(WHAT IS NEEDED)
Copy every row below, word for word and line for line.
* * * *
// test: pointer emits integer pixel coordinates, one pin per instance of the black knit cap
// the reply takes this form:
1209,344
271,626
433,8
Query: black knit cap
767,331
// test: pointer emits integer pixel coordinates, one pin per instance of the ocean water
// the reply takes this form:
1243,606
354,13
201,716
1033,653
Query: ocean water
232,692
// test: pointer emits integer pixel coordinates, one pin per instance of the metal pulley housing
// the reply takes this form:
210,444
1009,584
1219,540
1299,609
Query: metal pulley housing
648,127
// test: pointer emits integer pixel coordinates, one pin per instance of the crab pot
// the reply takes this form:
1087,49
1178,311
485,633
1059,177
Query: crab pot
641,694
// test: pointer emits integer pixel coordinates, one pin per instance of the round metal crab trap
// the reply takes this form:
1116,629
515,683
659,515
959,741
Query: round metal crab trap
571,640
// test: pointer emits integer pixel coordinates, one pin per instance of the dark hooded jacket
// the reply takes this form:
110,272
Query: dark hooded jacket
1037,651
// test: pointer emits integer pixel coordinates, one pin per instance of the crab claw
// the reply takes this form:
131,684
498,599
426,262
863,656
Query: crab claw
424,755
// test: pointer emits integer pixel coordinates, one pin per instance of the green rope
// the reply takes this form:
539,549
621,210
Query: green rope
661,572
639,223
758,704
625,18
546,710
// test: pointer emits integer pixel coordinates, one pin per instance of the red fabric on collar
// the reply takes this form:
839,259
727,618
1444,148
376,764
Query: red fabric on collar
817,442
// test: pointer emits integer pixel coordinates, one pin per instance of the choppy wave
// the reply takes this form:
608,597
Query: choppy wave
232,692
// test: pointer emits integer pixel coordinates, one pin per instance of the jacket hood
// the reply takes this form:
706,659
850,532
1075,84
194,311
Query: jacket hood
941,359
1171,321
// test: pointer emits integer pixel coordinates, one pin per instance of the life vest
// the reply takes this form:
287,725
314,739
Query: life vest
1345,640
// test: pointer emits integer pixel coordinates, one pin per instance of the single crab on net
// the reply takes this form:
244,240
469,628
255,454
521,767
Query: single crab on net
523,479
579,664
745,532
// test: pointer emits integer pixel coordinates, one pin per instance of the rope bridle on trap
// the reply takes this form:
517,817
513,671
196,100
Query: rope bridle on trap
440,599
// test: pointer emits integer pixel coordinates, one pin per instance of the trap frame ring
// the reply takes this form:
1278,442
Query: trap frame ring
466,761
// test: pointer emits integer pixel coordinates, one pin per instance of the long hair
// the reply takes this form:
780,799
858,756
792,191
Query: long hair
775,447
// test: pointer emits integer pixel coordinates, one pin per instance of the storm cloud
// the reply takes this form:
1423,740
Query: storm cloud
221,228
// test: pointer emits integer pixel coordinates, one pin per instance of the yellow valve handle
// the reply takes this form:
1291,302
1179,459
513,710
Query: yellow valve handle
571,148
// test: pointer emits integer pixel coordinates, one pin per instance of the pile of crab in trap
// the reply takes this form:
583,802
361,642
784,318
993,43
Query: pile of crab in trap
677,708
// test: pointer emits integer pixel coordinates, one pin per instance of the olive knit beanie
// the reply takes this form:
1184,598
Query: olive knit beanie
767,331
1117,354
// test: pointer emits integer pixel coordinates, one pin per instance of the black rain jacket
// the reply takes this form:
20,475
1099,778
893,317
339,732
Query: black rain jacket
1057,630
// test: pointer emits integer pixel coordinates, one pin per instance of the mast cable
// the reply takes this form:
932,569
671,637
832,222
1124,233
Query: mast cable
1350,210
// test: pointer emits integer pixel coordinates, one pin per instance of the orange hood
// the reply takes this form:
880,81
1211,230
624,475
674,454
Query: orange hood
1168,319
* * * *
(FINISHED TASK)
// test: pointer emits integer pixel coordinates, one pin per instance of the black knit cap
// the reply takes this form:
1209,344
271,626
433,8
Query: black knit cap
767,331
// test: pointer emits integer pixel coordinates, one pin per instance of the ocean water
// the reply takes this form:
1243,606
354,13
201,716
1033,653
Query: ocean water
232,692
// test: pointer emits integer pixel coordinates, one pin per instance of the metal pulley housing
// the reply takes this form:
210,444
1009,584
1219,540
1299,609
Query: metal pulley housing
648,127
// test: pointer emits integer pixel coordinates, one pin per instance of the crab pot
// the reply takes this form:
1087,49
1178,311
485,633
1059,177
Query: crab pot
641,694
// test: pointer emits integer pixel coordinates, one pin per instance of the round metal crab trap
// the reply takes this form:
1116,629
515,683
659,515
959,741
Query: round metal crab trap
571,640
// test: pointer emits integer pixel coordinates, one pin per instance of the dark hooded jacket
// the reply takes this form:
110,272
Query: dark hooded jacket
1037,651
// test: pointer emits integer pixel coordinates, one pin per instance of the crab claw
// the reply takes this form:
131,684
498,599
426,262
863,656
Query: crab claw
424,755
// test: pointer emits integer pixel coordinates, one pin per instance of the green rope
// the reply takes this form:
539,549
621,210
Query: green rope
661,572
639,223
758,704
625,18
546,710
// test: pointer emits integer pixel coordinates, one pin per instance of the red fabric on collar
// the reply takes this form:
839,259
727,618
1444,148
376,764
Query: red fabric on collar
817,442
// test: pointer emits integer pixel coordinates, one pin per instance of the choppy wave
// the reply takes this form:
608,597
Query: choppy wave
232,692
// test: pointer emits integer pixel coordinates, one pin per instance of the jacket hood
// the reply takes this form:
706,659
850,532
1075,84
194,311
Query: jacket hood
941,359
1171,321
// test: pointer emits integer pixel coordinates, one pin per instance of the life vest
// the reply takes this form:
287,725
314,739
Query: life vest
1345,640
// test: pointer emits integer pixel coordinates, one pin per instance of the single crab on net
// the reply takes this form:
244,240
469,628
255,454
521,767
Query: single crab on net
523,479
579,664
745,532
// test: pointer emits integer pixel coordinates, one pin per instance of the rope bridle on trap
// the reply takes this form:
517,817
513,671
196,100
Query: rope bridle on trap
440,599
// test: pointer emits integer pixel coordinates, one pin per instance of the trap frame ring
// the reply takes this form:
1278,442
Query: trap frame ring
466,761
// test: pointer emits integer pixel coordinates, one pin per instance of the long hair
// the reply takes this form:
780,799
858,756
792,191
Query: long hair
775,447
// test: pointer emits integer pixel coordinates, one pin per instance of the storm cloud
// the reply takes this form:
1423,740
Query: storm cloud
221,228
// test: pointer emits integer pixel coordinates, one pin per instance of the yellow valve handle
// the reply takes this form:
1291,302
1179,459
513,710
Query: yellow valve handle
571,148
// test: pointer emits integer pixel coordinates, one pin per instance of the pile of crab in trap
// the reply takes this form:
583,802
361,642
784,318
993,43
Query: pile of crab in trap
677,708
// test: pointer emits integer pixel coordinates, one pin per instance of the olive knit beanie
// the reply takes this form:
1184,598
Query: olive knit beanie
767,331
1117,354
// test: pointer emits integer pixel coordinates, one pin per instance of the black rain jacket
// the reply takes this form:
20,475
1099,778
893,317
339,732
Query: black rain jacket
1057,630
// test: pointer emits integer pixel coordinates, one pin per instance of the mast cable
// the reply takes this form:
932,569
671,637
832,222
1124,233
Query: mast cable
1350,210
// test: pointer emits integer pixel coordinates, one pin per instance of the orange hood
// the reply takes this form:
880,81
1211,230
624,475
674,454
Query: orange hood
1168,319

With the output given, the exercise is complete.